#### Selected text
The most common complications reported after anterior approach in the cervical spine is dysphagia and dysphonia with an incidence of 0.8-5%.6, 7 Most of these complications are attributed to esophageal traction or recurrent laryngeal nerve (3.5%) injury leading to postoperative edema and neuropraxia.8 Intraoperative retraction of the esophagus leads to ischemia of the pharyngeal/oesophageal wall. So, the intermittent release of the retractors can avoid injury to the esophagus. Other causes of dysphagia include edema, hematoma, infection, injury to pharyngeal plexus, superior laryngeal nerve or recurrent laryngeal nerve, scar formation around cervical plates, and bone graft dislodgement.9 Though incidence of esophageal perforation is reported to be as low as 0.02-1.52%,1, 2, 3, 4, 5 however, associated morbidity and mortality (19%)10 is quite high (Table 1). Usually, these injuries are recognized early but at times the diagnosis is delayed. Most of them manifest within 7-10 days following surgery, but, delayed esophageal perforations have been reported weeks to years after anterior spinal surgery. The proposed etiopathology is either suboptimal instrumentation placement or chronic compression of the esophagus against the cervical plate resulting in pressure necrosis.9

The diagnosis is very challenging as a clinical presentation of esophageal perforation is quite variable. The presenting symptoms are vague like fever, dysphagia, cervical swelling, odynophagia, aspiration, subcutaneous emphysema, etc. Even when the history or examination does not suggest esophageal perforation, one must have a high clinical suspicion of this complication in case of displaced cervical spine implant. Patients presenting with a displaced implant must undergo esophagoscopy and if it is doubtful, plan further investigations i.e. CT scan, barium swallow, and bronchoscopy for precise size and location of esophageal injury. Gaudinez et al reported that only 72% of patients with esophageal perforation had positive results on an imaging study, and endoscopy was required in 64% of cases to correctly establish the diagnosis.10 Complications secondary to oesophageal perforations include wound breakdown, malnutrition, mediastinitis, oesophageal stricture, osteomyelitis, pneumonia, prevertebral or retropharyngeal abscesses, and tracheoesophageal fistulas.13

Though small esophageal perforations may heal with conservative management, it may take four to twelve weeks and there is a 20-45% incidence of abscess formation even with antibiotics usage.4 Surgical repair is definitive management, so the perforation was repaired using Sternocleidomastoid muscle (SCM) flap after the cage was repositioned and fixed. SCM flap acts as a barrier between the esophagus and cervical spine. Post-operative intensive care plays a very important role in these patients. Appropriate wound care, broad-spectrum antibiotic therapy, blood and fluid management, care of tracheostomy tube, weaning from ventilator, proper nursing care of a quadriplegic patient, nutrition are all ICU concerns. In case we intubate such a patient with an endotracheal tube, extubation becomes a high risk. It is advisable to extubate over a soft 22F exchange catheter with an oxygen insufflation port. Patients must be monitored in ICU for at least 24 hours post-extubation. After cervical instrumentation, airway management becomes difficult, and, sometimes esophageal perforations have been reported in the difficult airway, so in case of re-intubation experienced anaesthesiologist should be present.14

Conclusion

It is prudent to suspect a high risk of esophageal perforation that is a rare but known complication following anterior cervical spine surgery. Securing the airway can be challenging because of bleeding, distorted anatomy secondary to airway edema, and restricted neck movement as a result of spine fixation. Esophagoscopy, especially in patients presenting with dysphagia, may clinch the diagnosis of oesophageal perforation in patients with displaced implant.

#### Tasks and exercises
1. In the text on esophageal perforation after cervical spine surgery, what kind of flap was used to repair the perforation?
2. Reproduce the text on esophageal perforation from "It is prudent" up to and including "with displaced implant.".

#### Listed entries
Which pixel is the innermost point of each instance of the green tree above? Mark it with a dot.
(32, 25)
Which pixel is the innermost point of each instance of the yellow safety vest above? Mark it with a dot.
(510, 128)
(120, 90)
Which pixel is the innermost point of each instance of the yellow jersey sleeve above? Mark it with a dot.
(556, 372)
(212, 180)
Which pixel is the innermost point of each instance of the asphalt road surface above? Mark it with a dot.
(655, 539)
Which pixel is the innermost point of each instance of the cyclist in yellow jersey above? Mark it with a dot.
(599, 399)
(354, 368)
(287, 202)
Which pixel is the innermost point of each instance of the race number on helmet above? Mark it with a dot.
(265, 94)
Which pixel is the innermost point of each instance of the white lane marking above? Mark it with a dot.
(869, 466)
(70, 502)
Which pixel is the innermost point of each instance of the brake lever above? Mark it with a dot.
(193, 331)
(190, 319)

#### Outputs in order
1. A sternocleidomastoid muscle (SCM) flap.

2.
It is prudent to suspect a high risk of esophageal perforation that is a rare but known complication following anterior cervical spine surgery. Securing the airway can be challenging because of bleeding, distorted anatomy secondary to airway edema, and restricted neck movement as a result of spine fixation. Esophagoscopy, especially in patients presenting with dysphagia, may clinch the diagnosis of oesophageal perforation in patients with displaced implant.